▶ [Consigne A]: Pour chacune des affirmations suivantes, indiquez si elle concorde avec le texte sur l'opération militaire spéciale, en répondant par oui ou par non et en citant les mots décisifs de ce texte : (i) les questions sur l'opération ne sont apparues qu'après plusieurs mois ; (ii) la situation militaire est présentée comme très sérieuse pour la Russie ; (iii) les Russes les plus nationalistes accusent les élites de trahison.
▶ [Consigne B]: Poursuivez le texte sur l'opération militaire spéciale à partir de sa dernière phrase.

▶ [Extrait du document]:

+ + + + +

2.0

L’opération militaire spéciale presque dès le début soulève beaucoup de questions déroutantes, y compris aux yeux des experts militaires et politologues Russes. Et quand on se pose des questions, ce n’est généralement pas parce qu’on est en train de gagner, aujourd’hui, la situation militaire est très sérieuse pour la Russie, à la limite, les Russes eux-mêmes le disent plus que les sites «dissidents» en France, et quand on dit «Russes», on ne parle pas des membres des ONG occidentales spécialement infiltrées pour provoquer des révolutions et des changements de régime, on parle des Russes les plus nationalistes – et eux hurlent carrément à la trahison des élites.

+ + + + +

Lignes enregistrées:
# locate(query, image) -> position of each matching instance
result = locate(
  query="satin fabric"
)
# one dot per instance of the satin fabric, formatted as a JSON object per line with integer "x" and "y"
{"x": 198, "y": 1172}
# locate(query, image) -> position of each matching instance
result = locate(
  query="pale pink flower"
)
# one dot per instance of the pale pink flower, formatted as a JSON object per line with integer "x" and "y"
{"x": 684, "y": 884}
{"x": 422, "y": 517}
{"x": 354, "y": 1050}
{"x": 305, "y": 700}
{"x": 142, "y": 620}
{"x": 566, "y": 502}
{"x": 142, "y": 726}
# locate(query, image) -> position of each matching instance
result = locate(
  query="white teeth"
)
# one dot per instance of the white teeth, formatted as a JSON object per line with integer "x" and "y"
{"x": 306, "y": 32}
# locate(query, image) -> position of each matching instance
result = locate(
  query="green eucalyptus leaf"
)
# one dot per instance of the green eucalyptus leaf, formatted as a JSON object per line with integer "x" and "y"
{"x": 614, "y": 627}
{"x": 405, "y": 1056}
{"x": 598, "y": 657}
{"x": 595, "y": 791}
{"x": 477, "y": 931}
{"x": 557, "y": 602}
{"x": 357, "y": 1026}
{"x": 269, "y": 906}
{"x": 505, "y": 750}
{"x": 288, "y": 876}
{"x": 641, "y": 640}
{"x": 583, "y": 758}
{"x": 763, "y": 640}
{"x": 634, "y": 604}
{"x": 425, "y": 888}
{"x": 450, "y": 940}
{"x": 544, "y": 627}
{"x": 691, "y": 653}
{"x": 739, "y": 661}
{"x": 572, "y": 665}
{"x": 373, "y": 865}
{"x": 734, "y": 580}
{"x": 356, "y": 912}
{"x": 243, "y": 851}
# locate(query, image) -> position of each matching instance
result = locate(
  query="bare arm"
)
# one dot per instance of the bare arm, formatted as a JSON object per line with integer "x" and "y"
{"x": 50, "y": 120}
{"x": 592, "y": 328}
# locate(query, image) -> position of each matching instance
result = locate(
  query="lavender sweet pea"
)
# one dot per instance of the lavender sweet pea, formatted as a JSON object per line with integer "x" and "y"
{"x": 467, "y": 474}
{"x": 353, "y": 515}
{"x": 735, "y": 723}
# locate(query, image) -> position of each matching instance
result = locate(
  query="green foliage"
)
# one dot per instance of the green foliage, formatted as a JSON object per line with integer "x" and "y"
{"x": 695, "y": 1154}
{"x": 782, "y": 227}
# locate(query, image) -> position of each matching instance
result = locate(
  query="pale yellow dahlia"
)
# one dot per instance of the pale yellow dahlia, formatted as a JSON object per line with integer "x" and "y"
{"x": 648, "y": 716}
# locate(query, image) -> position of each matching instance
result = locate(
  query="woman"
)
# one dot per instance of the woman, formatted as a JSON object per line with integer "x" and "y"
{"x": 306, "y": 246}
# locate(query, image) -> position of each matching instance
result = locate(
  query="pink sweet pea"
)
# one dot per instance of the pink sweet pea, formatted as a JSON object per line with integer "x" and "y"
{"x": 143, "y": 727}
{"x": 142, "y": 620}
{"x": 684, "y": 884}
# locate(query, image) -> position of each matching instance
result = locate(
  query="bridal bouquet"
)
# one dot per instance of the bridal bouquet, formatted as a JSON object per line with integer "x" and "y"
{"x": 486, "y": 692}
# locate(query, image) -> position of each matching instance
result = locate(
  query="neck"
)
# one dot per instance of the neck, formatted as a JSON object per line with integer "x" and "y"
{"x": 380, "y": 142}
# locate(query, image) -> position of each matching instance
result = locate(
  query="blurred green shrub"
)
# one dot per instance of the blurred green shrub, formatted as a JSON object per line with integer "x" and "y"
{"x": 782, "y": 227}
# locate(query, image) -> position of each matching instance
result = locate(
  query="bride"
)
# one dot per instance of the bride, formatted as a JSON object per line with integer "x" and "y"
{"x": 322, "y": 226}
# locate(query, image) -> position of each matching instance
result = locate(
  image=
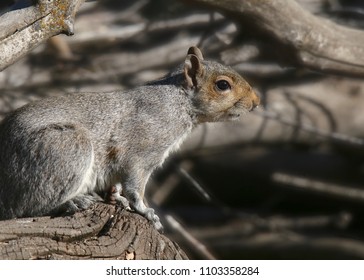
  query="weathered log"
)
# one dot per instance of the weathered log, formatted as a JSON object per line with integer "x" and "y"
{"x": 101, "y": 232}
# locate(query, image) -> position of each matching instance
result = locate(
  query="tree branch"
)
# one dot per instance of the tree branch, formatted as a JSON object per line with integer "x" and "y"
{"x": 302, "y": 38}
{"x": 22, "y": 30}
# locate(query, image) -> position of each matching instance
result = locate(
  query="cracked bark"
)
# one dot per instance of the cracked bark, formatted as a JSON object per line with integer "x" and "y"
{"x": 101, "y": 232}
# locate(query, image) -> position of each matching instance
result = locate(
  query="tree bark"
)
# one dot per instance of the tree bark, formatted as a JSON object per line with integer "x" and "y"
{"x": 22, "y": 30}
{"x": 101, "y": 232}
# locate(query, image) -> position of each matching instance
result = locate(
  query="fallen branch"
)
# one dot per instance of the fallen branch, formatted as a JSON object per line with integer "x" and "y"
{"x": 302, "y": 38}
{"x": 22, "y": 30}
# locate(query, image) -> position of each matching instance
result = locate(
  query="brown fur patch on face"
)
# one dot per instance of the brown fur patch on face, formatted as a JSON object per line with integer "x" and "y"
{"x": 224, "y": 93}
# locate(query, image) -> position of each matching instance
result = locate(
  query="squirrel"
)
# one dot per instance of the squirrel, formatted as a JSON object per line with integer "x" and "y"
{"x": 58, "y": 154}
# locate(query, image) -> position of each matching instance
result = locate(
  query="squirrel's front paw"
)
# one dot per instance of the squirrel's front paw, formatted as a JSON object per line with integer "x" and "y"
{"x": 151, "y": 216}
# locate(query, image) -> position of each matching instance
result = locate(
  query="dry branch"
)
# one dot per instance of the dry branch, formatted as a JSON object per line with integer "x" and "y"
{"x": 302, "y": 38}
{"x": 22, "y": 30}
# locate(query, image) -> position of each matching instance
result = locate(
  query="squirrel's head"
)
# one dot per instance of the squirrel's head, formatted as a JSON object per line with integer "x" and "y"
{"x": 218, "y": 92}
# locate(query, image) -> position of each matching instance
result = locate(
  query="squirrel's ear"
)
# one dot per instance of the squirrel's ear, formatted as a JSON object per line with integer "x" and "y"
{"x": 196, "y": 51}
{"x": 192, "y": 70}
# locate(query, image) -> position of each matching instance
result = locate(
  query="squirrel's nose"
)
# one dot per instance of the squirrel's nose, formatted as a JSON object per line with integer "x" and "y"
{"x": 255, "y": 100}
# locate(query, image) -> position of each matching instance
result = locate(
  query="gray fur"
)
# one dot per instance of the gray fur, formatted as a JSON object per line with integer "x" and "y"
{"x": 59, "y": 153}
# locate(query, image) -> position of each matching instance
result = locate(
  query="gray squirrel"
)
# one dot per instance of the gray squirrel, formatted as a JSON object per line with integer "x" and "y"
{"x": 58, "y": 154}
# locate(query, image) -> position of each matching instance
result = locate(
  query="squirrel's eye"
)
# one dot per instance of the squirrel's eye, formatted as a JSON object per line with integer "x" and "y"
{"x": 222, "y": 85}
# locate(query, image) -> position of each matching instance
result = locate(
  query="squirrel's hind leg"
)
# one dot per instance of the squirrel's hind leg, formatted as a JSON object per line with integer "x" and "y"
{"x": 115, "y": 197}
{"x": 78, "y": 203}
{"x": 133, "y": 190}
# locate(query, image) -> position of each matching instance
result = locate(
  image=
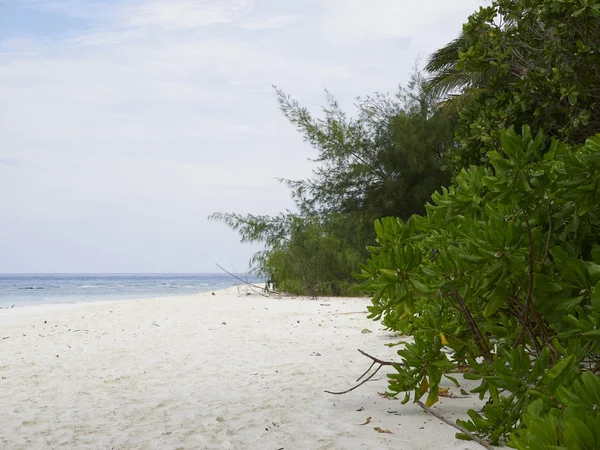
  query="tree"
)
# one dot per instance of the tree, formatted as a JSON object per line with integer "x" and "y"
{"x": 504, "y": 271}
{"x": 519, "y": 62}
{"x": 387, "y": 161}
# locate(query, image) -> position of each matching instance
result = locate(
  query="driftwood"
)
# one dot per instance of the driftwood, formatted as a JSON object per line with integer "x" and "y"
{"x": 375, "y": 361}
{"x": 425, "y": 408}
{"x": 261, "y": 292}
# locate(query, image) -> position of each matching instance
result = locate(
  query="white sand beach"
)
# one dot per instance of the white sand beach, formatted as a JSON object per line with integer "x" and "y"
{"x": 223, "y": 371}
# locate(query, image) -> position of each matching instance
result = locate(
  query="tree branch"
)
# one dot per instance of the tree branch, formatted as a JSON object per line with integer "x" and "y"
{"x": 375, "y": 361}
{"x": 477, "y": 335}
{"x": 455, "y": 425}
{"x": 244, "y": 281}
{"x": 530, "y": 287}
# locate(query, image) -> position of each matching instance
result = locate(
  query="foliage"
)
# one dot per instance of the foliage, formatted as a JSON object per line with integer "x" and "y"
{"x": 386, "y": 161}
{"x": 518, "y": 62}
{"x": 501, "y": 275}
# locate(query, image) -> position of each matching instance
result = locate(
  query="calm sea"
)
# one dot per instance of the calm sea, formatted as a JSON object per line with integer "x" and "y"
{"x": 36, "y": 289}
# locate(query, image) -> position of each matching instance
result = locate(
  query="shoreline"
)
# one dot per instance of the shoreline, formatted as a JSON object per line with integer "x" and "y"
{"x": 225, "y": 371}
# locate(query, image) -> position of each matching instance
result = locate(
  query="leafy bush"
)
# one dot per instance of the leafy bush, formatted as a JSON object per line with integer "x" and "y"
{"x": 501, "y": 277}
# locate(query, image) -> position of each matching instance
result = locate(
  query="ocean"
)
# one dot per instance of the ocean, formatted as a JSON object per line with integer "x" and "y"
{"x": 39, "y": 289}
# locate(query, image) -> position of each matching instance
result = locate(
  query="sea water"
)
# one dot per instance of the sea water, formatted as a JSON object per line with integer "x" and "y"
{"x": 37, "y": 289}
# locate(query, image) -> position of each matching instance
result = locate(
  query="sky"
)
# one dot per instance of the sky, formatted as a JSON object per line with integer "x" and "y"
{"x": 125, "y": 123}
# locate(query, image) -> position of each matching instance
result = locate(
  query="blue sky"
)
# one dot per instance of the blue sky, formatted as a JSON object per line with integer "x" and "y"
{"x": 125, "y": 123}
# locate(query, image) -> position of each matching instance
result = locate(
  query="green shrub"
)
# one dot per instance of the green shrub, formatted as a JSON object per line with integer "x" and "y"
{"x": 503, "y": 271}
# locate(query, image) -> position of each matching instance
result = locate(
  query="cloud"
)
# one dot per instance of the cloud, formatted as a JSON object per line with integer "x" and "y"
{"x": 150, "y": 114}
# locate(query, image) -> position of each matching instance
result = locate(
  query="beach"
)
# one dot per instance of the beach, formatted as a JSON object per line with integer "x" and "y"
{"x": 233, "y": 370}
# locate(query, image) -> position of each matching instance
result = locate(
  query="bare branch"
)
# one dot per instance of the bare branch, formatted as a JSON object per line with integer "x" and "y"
{"x": 549, "y": 234}
{"x": 244, "y": 281}
{"x": 530, "y": 287}
{"x": 455, "y": 425}
{"x": 375, "y": 361}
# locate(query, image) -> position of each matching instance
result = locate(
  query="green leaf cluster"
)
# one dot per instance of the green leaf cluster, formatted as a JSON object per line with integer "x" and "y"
{"x": 386, "y": 161}
{"x": 501, "y": 275}
{"x": 521, "y": 62}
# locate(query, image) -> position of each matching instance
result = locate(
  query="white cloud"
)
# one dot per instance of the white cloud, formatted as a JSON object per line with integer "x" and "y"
{"x": 126, "y": 133}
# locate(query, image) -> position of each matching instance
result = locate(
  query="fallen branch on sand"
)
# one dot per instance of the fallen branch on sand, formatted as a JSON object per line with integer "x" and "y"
{"x": 455, "y": 425}
{"x": 425, "y": 408}
{"x": 375, "y": 361}
{"x": 261, "y": 292}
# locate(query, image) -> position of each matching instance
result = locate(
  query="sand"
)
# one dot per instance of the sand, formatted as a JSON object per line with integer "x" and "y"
{"x": 224, "y": 371}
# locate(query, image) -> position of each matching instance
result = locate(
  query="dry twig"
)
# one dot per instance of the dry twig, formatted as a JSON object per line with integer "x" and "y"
{"x": 455, "y": 425}
{"x": 375, "y": 361}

+ + + + +

▶ [Réponse A]:
(i) Non : « presque dès le début ».
(ii) Oui : « la situation militaire est très sérieuse pour la Russie ».
(iii) Oui : « eux hurlent carrément à la trahison des élites ».

▶ [Réponse B]:
Dès le 2 juillet nous avions tenté d’expliquer la lenteur manifeste des opérations russes par l’ombre de la guerre nucléaire, Cf. La Russie ne franchira pas le seuil nucléaire de l’Otan et encore dernièrement La Russie n’a toujours pas franchi le seuil nucléaire de l’Otan

Mais soyons clairs, nous étions loin d’imaginer avoir à réagir aux actuels revers de l’armée Russe, petite liste de « pourquoi ? » (bien noter le « ? » à la suite du « pourquoi ») :

  1. Pourquoi la supériorité russe en missile ne lui confère-t-elle pas l’avantage ? Cette supériorité a été incapable de perforer la défense ukrainienne, et maintenant, elle est incapable d’enrayer les contre-offensives, des contre-offensives qui auraient d’ailleurs en principe dû être écrasées dès les bases de départ. Encore plus étrange, on a l’impression que même à l’époque des missiles de précision à longue portée et de l’artillerie guidée par les drones, les Russes sont en train de subir la bonne vieille loi du nombre qu’ils ont employé contre les Allemands durant la Seconde Guerre mondiale.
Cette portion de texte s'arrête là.